| Extrait du texte |
Les mouvements qui réclament sa légalisation complète existent, eux, depuis le retour de la démocratie en 1983. Ils s’expriment d’abord au sein des sphères militantes, qui se rassemblent annuellement lors des Encuentros Nacionales de Mujeres (“Rassemblements Nationaux de Femmes”). En 2003, la dix-huitième édition de ces rendez-vous féministes marque un tournant dans le débat : l’objectif n’est plus de savoir si l’avortement devrait être légalisé, mais quelle stratégie construire pour obtenir sa légalisation. Cet événement massif est également l’occasion pour les féministes d’articuler leurs luttes : les premières militantes sont rejointes par des collectifs de grévistes, d’ouvrières et de chômeuses. Le mouvement s’enclenche. En 2005 naissait la campagne nationale pour le Droit à l’avortement légal, sûr et gratuit, qui parviendrait treize ans plus tard à faire approuver son projet par la chambre basse du Parlement et à convoquer les masses dans les rues.

Malgré l’élan, pourquoi cet échec ? Les regards extérieurs qui tentent de l’expliquer désignent souvent les mêmes coupables : une société conservatrice où la religion semble régner en maître, faisant obstacle au droit des femmes à disposer de leur corps. Cette analyse, appliquée à la va-vite à toute l’Amérique Latine, uniformise des réalités hétéroclites. Les revendications féministes en Argentine ne sont pas portées par une élite minoritaire et laïque, et l’échec législatif de leurs demandes est dû tout autant à leurs opposants qu’aux caractéristiques démographiques et institutionnelles du pays.

Un pays chrétien mais contrasté

N’en déplaise à la projection de Mercator, l’Argentine est un pays de 2,78 millions de km² pour 44,27 millions d’habitants: un territoire plus de quatre fois plus grand que celui de la France, pour une population qui parvient à peine aux deux-tiers des 67 millions de Français. Une grande partie de ce territoire est dépeuplé, résultat d’une histoire coloniale et d’un développement agricole qui ont favorisé la concentration de la richesse autour de la ville portuaire de Buenos Aires. Aujourd’hui, 38,9 % des habitants vivent aux alentours de la capitale.

Ces contrastes s’étendent jusqu’aux croyances. Dans leur ensemble, 88% des Argentins se déclarent religieux, dont 76,5% de catholiques et 9% d’évangélistes. Pourtant, 20% des habitants de la province de Buenos Aires n’ont pas de religion. Le Nord-Ouest, aux antipodes, est catholique à 91,7%, tandis que 21,6% du Sud est évangéliste. L’appartenance religieuse prend également des formes moins intenses en milieu urbain, où les trois-quarts des fidèles déclarent se rendre peu ou jamais dans les lieux de culte. Des enquêtes récentes semblent également indiquer que même parmi les croyants, le soutien pour la légalisation est majoritaire dans la capitale. 

Un système législatif biaisé

C’est alors qu’entre en jeu l’organisation institutionnelle du pouvoir législatif, influençant l’échec du projet à son arrivée au Sénat. L’Argentine possède un système bicaméral, au sein duquel le nombre de députés attribué à chaque ensemble électoral est proportionnel à sa population, et le nombre de sénateurs est fixé à trois par province. Par conséquent, la région de Buenos Aires ne peut élire que six sénateurs sur un total 72, tandis qu’elle élit 95 des 257 députés nationaux. Le Sénat, dont l’organisation était pensée comme un contrepoint au poids de la capitale, a rempli son rôle. Les provinces pour lesquelles la majorité des sénateurs a voté favorablement à la loi représentent 63,3% de la population nationale, tandis que les provinces opposées concentrent seulement 28,8% des habitants du pays. Pourtant, le projet de légalisation a reçu 38 voix défavorables pour 31 le soutenant.

| Travail demandé |
[a] Extrayez des lignes ci-dessous toutes celles qui contiennent le mot « sunglasses ».
[b] Donnez la suite du texte ci-dessus sur la légalisation de l'avortement en Argentine, en partant de sa dernière phrase.

| Données fournies |
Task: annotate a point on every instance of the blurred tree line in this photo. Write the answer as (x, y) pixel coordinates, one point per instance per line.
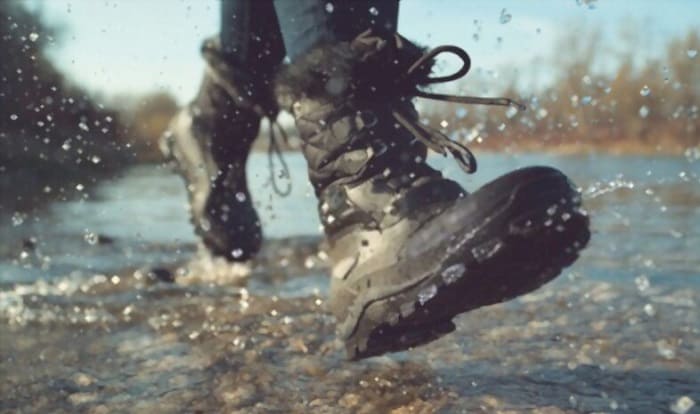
(54, 135)
(637, 107)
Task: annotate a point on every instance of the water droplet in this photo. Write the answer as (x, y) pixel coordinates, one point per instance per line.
(642, 282)
(17, 219)
(426, 294)
(665, 349)
(453, 273)
(505, 17)
(644, 111)
(91, 238)
(649, 309)
(683, 405)
(487, 250)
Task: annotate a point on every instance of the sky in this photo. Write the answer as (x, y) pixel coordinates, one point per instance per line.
(130, 47)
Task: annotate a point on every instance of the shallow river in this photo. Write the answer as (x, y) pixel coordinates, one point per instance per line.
(85, 328)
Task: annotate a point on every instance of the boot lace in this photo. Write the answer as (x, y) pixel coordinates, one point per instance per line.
(408, 85)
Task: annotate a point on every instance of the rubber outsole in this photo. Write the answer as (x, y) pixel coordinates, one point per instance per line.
(517, 233)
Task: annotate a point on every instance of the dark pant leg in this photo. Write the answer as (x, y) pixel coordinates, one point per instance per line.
(250, 34)
(306, 23)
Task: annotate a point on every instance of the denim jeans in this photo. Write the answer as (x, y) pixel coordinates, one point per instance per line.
(261, 33)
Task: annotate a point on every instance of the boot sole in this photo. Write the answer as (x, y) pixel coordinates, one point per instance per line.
(504, 247)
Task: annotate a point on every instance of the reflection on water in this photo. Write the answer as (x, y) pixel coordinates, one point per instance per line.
(618, 331)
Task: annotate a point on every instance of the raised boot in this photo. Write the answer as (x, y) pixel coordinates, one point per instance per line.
(411, 249)
(209, 142)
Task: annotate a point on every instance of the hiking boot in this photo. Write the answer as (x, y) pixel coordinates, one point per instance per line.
(411, 249)
(209, 142)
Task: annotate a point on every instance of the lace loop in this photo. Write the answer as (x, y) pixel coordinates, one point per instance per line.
(275, 150)
(433, 139)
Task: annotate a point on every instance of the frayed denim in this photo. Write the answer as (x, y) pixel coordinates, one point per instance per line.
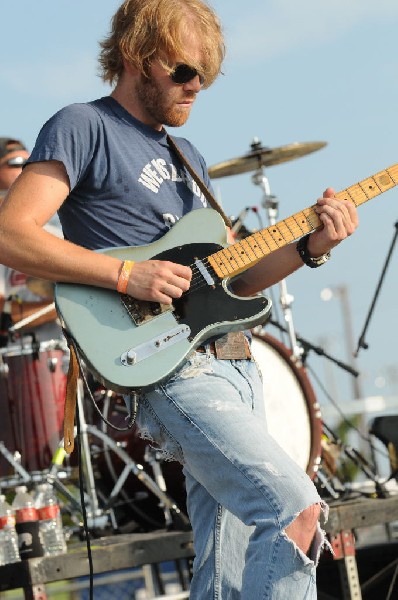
(243, 490)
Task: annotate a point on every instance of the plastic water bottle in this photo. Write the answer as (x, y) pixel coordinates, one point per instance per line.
(9, 552)
(27, 524)
(50, 521)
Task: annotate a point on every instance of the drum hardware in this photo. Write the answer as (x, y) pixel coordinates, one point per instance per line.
(153, 458)
(270, 204)
(360, 462)
(28, 320)
(40, 287)
(14, 459)
(361, 341)
(307, 346)
(260, 156)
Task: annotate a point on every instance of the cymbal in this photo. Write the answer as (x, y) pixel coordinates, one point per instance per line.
(40, 287)
(261, 156)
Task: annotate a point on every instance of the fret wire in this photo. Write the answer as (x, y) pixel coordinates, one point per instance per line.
(256, 245)
(250, 250)
(240, 256)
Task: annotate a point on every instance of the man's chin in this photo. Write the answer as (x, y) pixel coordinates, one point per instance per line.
(177, 118)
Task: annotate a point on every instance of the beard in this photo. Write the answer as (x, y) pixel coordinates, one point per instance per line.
(159, 104)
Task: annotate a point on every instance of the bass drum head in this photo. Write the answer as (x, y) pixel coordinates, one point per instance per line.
(293, 414)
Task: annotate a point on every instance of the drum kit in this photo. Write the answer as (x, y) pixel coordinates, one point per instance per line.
(128, 486)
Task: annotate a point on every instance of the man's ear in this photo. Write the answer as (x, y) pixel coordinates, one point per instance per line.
(130, 68)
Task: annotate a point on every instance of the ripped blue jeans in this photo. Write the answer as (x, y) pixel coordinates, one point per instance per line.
(243, 490)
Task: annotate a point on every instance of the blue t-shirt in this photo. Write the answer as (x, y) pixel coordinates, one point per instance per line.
(127, 186)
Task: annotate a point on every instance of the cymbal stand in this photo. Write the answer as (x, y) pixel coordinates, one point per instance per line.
(270, 204)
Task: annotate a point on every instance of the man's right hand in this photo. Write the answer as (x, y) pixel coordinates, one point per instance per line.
(158, 281)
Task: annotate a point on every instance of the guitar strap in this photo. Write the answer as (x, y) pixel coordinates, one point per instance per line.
(205, 190)
(232, 345)
(70, 400)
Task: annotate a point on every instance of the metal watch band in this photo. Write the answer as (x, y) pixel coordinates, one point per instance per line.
(311, 261)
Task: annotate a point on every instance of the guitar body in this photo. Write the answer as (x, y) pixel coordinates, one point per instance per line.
(138, 348)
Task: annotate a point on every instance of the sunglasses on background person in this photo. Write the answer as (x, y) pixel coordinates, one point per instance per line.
(17, 161)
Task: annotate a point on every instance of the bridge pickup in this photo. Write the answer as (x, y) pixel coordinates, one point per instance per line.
(157, 344)
(142, 311)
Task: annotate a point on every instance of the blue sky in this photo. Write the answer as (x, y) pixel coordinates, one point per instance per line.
(295, 71)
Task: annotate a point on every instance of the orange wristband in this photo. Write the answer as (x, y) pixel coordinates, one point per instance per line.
(124, 276)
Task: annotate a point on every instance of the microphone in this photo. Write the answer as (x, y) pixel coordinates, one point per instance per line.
(5, 322)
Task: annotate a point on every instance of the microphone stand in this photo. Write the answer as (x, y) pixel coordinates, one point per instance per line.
(361, 341)
(306, 346)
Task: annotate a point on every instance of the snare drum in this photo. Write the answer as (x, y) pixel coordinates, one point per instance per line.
(293, 414)
(32, 396)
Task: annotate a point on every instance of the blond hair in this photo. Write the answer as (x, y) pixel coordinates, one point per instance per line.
(146, 30)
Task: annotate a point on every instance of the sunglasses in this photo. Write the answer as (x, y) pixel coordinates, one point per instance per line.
(17, 161)
(183, 73)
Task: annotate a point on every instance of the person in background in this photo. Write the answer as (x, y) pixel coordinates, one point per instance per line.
(108, 168)
(26, 296)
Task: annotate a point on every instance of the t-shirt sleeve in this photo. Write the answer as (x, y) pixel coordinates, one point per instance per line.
(70, 136)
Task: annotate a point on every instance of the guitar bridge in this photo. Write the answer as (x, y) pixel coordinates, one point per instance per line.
(142, 311)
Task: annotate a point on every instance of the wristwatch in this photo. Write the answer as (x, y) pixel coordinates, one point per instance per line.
(311, 261)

| Réponses par consigne |
[a]
Task: annotate a point on every instance of the sunglasses on background person in this photo. Write the answer as (x, y) pixel coordinates, one point per instance per line.
Task: annotate a point on every instance of the sunglasses in this photo. Write the answer as (x, y) pixel coordinates, one point per instance per line.

[b]
Il est difficile d’évaluer avec exactitude le soutien réel que suscite la lutte pour le droit à l’IVG. Les chiffres à ce sujet datent d’avant 2018 et son introduction au premier plan du débat public. Ils concernent des échantillons à la représentativité questionnable étant donné la variété du territoire. Cependant, il semble évident que si la religion a pu jouer un rôle dans la mobilisation des opposants, la structure du système législatif a produit une décision qui n’est pas nécessairement représentative de la majorité de la population.

Un nouveau projet à l’horizon

Un an après leur victoire, les foulards bleus ont repris les rues pour célébrer celle qu’ils ont déclarée comme la “Journée internationale d’action pour [sauver] les deux vies” – celle de la femme enceinte et celle du fœtus qu’elle porte. En réponse, les féministes ont diffusé le hashtag #LaClandestinidadNoSeFesteja (“la clandestinité ne se fête pas”) et ne perdent pas espoir de voir leur lutte aboutir. Après avoir pris en compte les arguments qui ont été opposés au premier texte, le projet de 2018 a été revu et réécrit en mars dernier au cours d’une assemblée qui rassemblait plus de 190 représentants de la campagne pro-IVG issus de tout le territoire.

Si ce nouveau projet devait aboutir, l’avortement serait légal dans tous les cas jusqu’au troisième mois de grossesse et devrait être effectué dans un délai maximum de cinq jours à partir de la date de sa demande. Dans les cas de viol ou de danger pour la santé de la mère, ce délai n’aurait pas à être respecté. Grande nouveauté, ce projet supprime également l’objection de conscience et propose des peines de prison pour les professionnels de santé qui font volontairement obstacle à l’exercice de ce droit, notamment dans les cas où cette objection entraînerait la mort de la femme enceinte. Parmi d’autres mesures polémiques, le texte demande à ce que l’avortement soit enseigné comme un droit dans le programme d’éducation sexuelle en milieu scolaire. Il fait par ailleurs référence au droit à l’IVG pour “toute personne ayant la capacité d’enfanter”, formulation qui vise à inclure les identités de genre trans et non-binaires.

Ce texte de vingt articles, huitième version depuis 2007, a été proposé le 28 mai. Malgré les demandes des militantes, il ne sera pas débattu en 2019 en raison des élections générales du 27 octobre, au cours desquelles les Argentins éliront une nouvelle tête de l’exécutif mais également de nouveaux représentants aux deux assemblées. Traditionnellement, la période électorale marque une diminution du rythme de réunion du Parlement, étant donné que le gouvernement en place rechigne à offrir une tribune à l’opposition. Cette année ne fait pas exception, d’autant plus qu’avec la superposition des élections présidentielles et législatives, les campagnes locales occupent l’emploi du temps des représentants.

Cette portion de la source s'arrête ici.